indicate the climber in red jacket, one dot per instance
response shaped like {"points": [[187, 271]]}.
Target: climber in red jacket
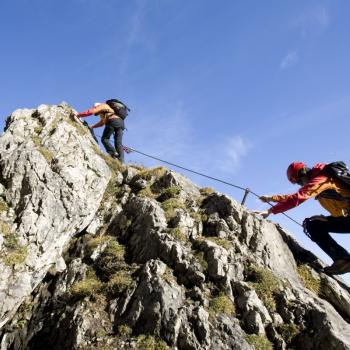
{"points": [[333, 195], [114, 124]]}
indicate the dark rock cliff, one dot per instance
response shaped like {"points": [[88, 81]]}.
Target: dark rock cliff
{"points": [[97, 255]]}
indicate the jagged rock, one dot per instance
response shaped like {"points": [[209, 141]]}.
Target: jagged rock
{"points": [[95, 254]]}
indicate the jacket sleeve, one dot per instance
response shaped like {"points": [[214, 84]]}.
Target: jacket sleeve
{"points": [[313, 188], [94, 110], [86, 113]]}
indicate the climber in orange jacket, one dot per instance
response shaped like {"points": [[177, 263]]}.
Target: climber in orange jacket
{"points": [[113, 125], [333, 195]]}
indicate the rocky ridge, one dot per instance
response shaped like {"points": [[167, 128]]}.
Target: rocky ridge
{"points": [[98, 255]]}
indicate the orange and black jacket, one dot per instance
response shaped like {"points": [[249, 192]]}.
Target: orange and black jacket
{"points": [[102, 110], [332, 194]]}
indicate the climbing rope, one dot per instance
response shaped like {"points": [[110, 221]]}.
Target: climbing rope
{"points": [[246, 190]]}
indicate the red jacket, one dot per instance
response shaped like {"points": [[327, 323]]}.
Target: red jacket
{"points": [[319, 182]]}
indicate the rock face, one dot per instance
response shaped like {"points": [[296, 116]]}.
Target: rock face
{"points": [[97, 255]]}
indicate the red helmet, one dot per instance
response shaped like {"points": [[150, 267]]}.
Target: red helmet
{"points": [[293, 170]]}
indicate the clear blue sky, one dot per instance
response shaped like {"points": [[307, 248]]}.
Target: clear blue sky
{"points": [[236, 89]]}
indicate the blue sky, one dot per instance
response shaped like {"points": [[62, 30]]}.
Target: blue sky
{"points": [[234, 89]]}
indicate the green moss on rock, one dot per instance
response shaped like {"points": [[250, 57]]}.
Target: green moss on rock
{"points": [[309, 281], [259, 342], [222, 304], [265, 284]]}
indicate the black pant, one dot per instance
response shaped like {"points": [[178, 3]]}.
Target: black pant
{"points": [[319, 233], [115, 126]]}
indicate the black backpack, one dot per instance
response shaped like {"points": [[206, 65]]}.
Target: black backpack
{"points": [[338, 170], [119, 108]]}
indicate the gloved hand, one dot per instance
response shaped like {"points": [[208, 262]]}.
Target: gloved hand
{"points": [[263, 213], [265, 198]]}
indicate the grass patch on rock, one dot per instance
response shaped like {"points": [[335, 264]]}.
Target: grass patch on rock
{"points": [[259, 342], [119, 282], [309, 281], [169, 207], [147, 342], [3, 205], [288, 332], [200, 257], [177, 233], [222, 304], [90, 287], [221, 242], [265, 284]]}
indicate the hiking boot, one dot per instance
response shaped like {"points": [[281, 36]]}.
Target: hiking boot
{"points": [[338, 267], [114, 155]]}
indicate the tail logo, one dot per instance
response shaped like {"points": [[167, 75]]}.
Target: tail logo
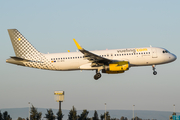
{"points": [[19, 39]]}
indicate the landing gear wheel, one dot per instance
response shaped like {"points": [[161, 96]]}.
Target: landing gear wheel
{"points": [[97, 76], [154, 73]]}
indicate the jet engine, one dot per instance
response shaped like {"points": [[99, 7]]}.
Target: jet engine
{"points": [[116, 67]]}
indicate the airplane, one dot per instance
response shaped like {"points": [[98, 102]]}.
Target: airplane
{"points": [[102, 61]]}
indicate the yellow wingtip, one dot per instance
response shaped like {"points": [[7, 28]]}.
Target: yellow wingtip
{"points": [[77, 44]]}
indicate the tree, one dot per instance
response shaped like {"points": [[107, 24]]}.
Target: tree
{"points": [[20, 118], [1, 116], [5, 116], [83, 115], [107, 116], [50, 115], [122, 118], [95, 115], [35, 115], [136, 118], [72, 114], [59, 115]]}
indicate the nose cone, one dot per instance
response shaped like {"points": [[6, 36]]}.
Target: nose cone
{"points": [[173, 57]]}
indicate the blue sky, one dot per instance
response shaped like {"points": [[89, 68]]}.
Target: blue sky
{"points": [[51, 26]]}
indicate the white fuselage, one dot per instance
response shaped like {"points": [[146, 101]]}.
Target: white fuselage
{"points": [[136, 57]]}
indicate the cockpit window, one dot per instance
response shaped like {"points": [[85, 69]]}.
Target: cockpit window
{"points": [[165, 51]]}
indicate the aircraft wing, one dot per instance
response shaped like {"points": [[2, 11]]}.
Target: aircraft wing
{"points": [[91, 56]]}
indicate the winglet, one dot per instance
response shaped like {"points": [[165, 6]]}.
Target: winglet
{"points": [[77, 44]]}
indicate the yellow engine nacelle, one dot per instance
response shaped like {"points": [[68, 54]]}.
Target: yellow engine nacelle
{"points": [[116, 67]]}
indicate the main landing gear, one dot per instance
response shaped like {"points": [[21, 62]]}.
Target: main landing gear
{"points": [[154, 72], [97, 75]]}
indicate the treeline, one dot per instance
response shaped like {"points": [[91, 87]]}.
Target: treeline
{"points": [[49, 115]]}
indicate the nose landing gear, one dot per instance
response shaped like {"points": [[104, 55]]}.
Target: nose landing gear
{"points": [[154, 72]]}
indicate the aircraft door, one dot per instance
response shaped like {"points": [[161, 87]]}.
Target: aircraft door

----

▸ YOUR INSTRUCTIONS: Go through all the entries above and change "one dot per instance" to "a single dot for each instance" wherever it appears, keeping everything else the same. Leave the pictures out.

▸ EXERCISE SOLUTION:
indicate the climber in red jacket, a single dot for each instance
response shaped like {"points": [[187, 271]]}.
Target: climber in red jacket
{"points": [[333, 195], [114, 124]]}
indicate the dark rock cliff, a single dot for each instance
response shaped like {"points": [[88, 81]]}.
Target: dark rock cliff
{"points": [[97, 255]]}
indicate the jagged rock, a single dot for each instance
response shaped like {"points": [[209, 141]]}.
Target: jagged rock
{"points": [[95, 254]]}
indicate the jacket sleeve, a single dot for each instance
response shaped like {"points": [[214, 84]]}.
Target: jacket sleeve
{"points": [[313, 188], [94, 110], [86, 113]]}
indicate the climber in orange jacket, a single dot for each instance
response shaped like {"points": [[177, 263]]}.
Target: climber in orange jacket
{"points": [[113, 125], [333, 195]]}
indicate the rocky ridge, a single dot for each instance
response shaped like {"points": [[167, 128]]}.
Target: rocky ridge
{"points": [[98, 255]]}
indicate the orange and black jacket, a single dot for each instance
response shaped like {"points": [[249, 192]]}.
Target: orange and black jacket
{"points": [[102, 110], [332, 194]]}
indicate the climbing rope, a single dot for each instance
response shaped like {"points": [[110, 221]]}.
Target: climbing rope
{"points": [[246, 190]]}
indicate the red jacket, a single dot for each instance
response shaped like {"points": [[327, 323]]}.
Target: red jacket
{"points": [[319, 182]]}
indicate the rock face, a single dot for each instance
response shaped like {"points": [[296, 116]]}.
Target: rock face
{"points": [[97, 255]]}
indicate the red helmet, a single dot for each instance
response shaped like {"points": [[150, 267]]}.
Target: red helmet
{"points": [[293, 170]]}
indicate the clear blue sky, a single dot for each instance
response shaped like {"points": [[307, 248]]}.
Target: clear blue sky
{"points": [[236, 89]]}
indicate the blue sky, a single dot for each instance
response shaped like {"points": [[62, 30]]}.
Target: blue sky
{"points": [[234, 89]]}
indicate the green moss on rock, a single dot for each instance
response shaped like {"points": [[250, 57]]}.
Target: green moss on rock
{"points": [[309, 281], [259, 342], [222, 304], [265, 284]]}
indicate the black pant, a single dot for each instance
response shaped like {"points": [[178, 3]]}.
Target: black pant
{"points": [[319, 233], [115, 126]]}
indicate the black backpack, a single dot for each instance
response shaped like {"points": [[206, 65]]}.
Target: black backpack
{"points": [[338, 170], [119, 108]]}
indicate the gloved hand, a single dot for each instance
response shaped like {"points": [[208, 262]]}.
Target: gloved hand
{"points": [[263, 213], [265, 198]]}
indicate the grass patch on rock, a single dot for each instance
response shaped like {"points": [[335, 264]]}.
Target: grass patch on rock
{"points": [[259, 342], [119, 282], [309, 281], [169, 207], [147, 342], [3, 205], [288, 332], [200, 257], [177, 233], [222, 304], [90, 287], [221, 242], [265, 284]]}
indicate the hiking boot, a single dot for each instance
response shaped like {"points": [[281, 36]]}.
Target: hiking boot
{"points": [[338, 267], [114, 155]]}
indicate the tail logo, a single dot for each instance
response shaped like {"points": [[167, 75]]}.
Target: tail logo
{"points": [[19, 39]]}
indicate the landing gear wheel, a single dot for each instance
response shaped like {"points": [[161, 96]]}.
Target: landing gear wheel
{"points": [[97, 76], [154, 73]]}
indicate the jet engine, a single dot for each instance
response shaped like {"points": [[99, 7]]}.
Target: jet engine
{"points": [[116, 67]]}
indicate the airplane, a single dot for each instance
response shaped like {"points": [[98, 102]]}.
Target: airplane
{"points": [[102, 61]]}
indicate the yellow wingtip, a single dot for each instance
response shaped like {"points": [[7, 28]]}.
Target: yellow wingtip
{"points": [[77, 44]]}
indicate the tree, a single dot for each instance
response shaped like {"points": [[107, 24]]}.
Target: tree
{"points": [[20, 118], [1, 116], [5, 116], [83, 115], [107, 116], [50, 115], [122, 118], [95, 115], [35, 115], [136, 118], [72, 114], [59, 115]]}
indicate the nose cone, a single dot for each instance
response shaped like {"points": [[6, 36]]}.
Target: nose cone
{"points": [[173, 57]]}
indicate the blue sky, a single dot for each instance
response shaped like {"points": [[89, 68]]}.
Target: blue sky
{"points": [[51, 26]]}
indicate the white fuselage, a single dot for each instance
response shaped like {"points": [[146, 101]]}.
Target: white fuselage
{"points": [[136, 57]]}
indicate the cockpit window, a single dot for each instance
response shaped like {"points": [[85, 69]]}.
Target: cockpit window
{"points": [[165, 51]]}
indicate the aircraft wing, a single dot for each instance
response shaped like {"points": [[2, 11]]}.
Target: aircraft wing
{"points": [[91, 56]]}
indicate the winglet, a single dot for each instance
response shaped like {"points": [[165, 6]]}.
Target: winglet
{"points": [[77, 44]]}
indicate the yellow engine nacelle, a single dot for each instance
response shaped like {"points": [[68, 54]]}.
Target: yellow engine nacelle
{"points": [[116, 67]]}
indicate the main landing gear, a single dot for each instance
response shaped like {"points": [[21, 62]]}.
Target: main landing gear
{"points": [[154, 72], [97, 75]]}
indicate the treeline, a single dot for each instance
response shaped like {"points": [[91, 87]]}.
Target: treeline
{"points": [[49, 115]]}
indicate the nose landing gear, a single dot for each instance
response shaped like {"points": [[104, 55]]}.
Target: nose landing gear
{"points": [[154, 72]]}
indicate the aircraft door, a single dot for each instance
response shaped like {"points": [[161, 87]]}.
Target: aircraft door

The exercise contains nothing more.